◆ Assignment
Skip all lines in the entries below that come before the one containing "Output = one". Repeat that line and the rest exactly.

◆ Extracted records
***
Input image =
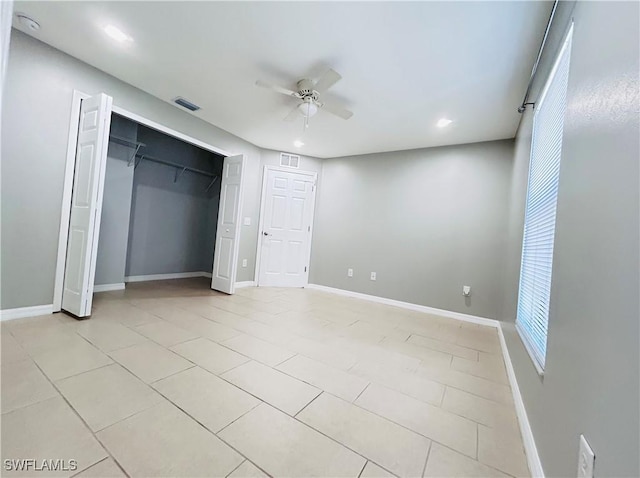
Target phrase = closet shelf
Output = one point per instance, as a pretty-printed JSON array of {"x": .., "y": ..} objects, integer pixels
[
  {"x": 180, "y": 169},
  {"x": 127, "y": 142}
]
***
◆ Problem solution
Output = one point per instance, as a pretty-printed JSON array of {"x": .., "y": ..} objects, integer pixels
[
  {"x": 180, "y": 169},
  {"x": 127, "y": 142}
]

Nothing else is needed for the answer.